WRITTEN TASK: Please pull out every line of the material below that contains the word "lettuce", copying each one in full. Case counts.

DATASET RECORDS:

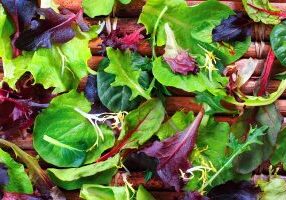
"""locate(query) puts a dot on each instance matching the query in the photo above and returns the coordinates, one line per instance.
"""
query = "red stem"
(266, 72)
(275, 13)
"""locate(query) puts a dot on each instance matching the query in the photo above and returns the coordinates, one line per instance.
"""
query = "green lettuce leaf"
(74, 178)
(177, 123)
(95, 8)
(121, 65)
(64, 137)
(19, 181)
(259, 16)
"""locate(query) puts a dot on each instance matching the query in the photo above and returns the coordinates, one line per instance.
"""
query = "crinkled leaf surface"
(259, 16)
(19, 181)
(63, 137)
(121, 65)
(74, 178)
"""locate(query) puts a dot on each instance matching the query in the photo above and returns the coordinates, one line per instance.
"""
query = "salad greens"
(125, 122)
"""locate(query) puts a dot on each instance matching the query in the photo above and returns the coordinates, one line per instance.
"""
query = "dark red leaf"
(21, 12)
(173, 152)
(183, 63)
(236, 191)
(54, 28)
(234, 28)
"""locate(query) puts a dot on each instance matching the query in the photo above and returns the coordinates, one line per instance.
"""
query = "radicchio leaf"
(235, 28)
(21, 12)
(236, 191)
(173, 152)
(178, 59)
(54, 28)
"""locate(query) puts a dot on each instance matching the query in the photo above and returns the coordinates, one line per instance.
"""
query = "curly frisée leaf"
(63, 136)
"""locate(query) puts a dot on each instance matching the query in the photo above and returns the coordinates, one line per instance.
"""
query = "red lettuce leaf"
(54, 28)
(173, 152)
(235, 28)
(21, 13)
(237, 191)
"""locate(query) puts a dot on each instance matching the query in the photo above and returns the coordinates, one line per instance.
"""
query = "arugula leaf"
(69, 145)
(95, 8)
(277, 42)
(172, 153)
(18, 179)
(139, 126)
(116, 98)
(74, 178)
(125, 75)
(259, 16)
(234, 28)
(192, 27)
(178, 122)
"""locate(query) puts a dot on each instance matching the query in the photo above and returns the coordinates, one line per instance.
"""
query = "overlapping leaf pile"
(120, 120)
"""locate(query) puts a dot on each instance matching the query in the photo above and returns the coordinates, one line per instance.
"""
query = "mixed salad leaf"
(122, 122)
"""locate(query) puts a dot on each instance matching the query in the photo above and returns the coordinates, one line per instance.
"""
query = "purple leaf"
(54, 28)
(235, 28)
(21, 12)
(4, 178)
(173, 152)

* * *

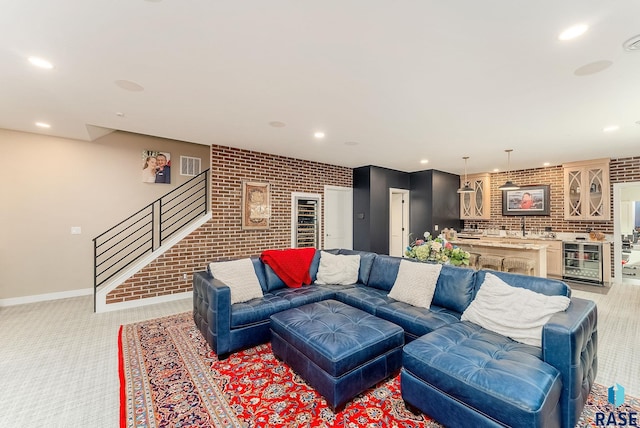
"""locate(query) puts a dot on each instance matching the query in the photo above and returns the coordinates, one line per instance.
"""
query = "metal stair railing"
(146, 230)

==

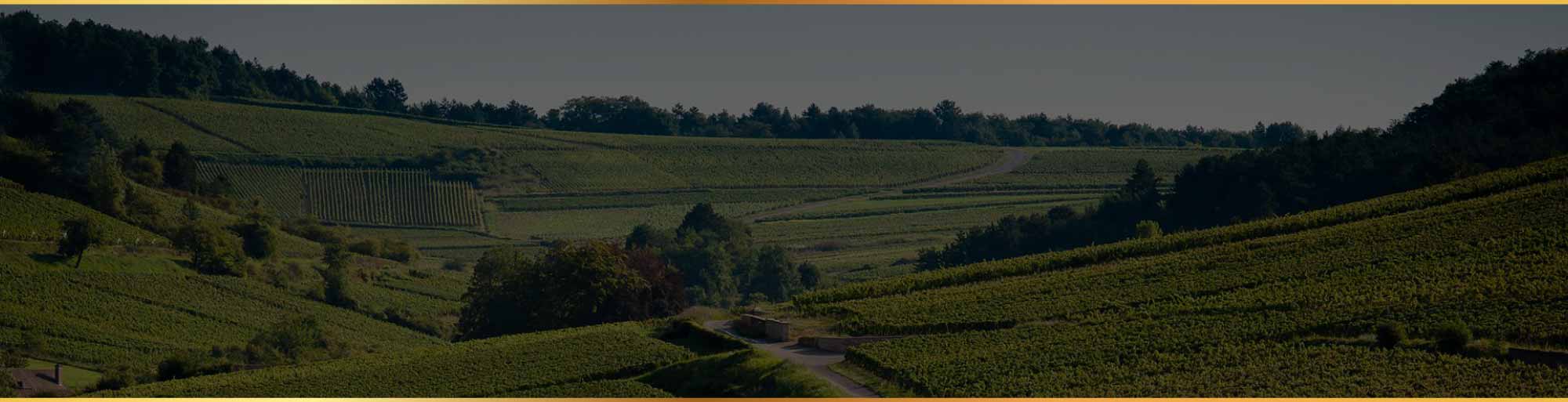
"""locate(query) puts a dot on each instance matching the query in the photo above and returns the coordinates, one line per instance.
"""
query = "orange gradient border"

EXERCISE RESULT:
query = "green lettuce leaf"
query = "red lettuce leaf"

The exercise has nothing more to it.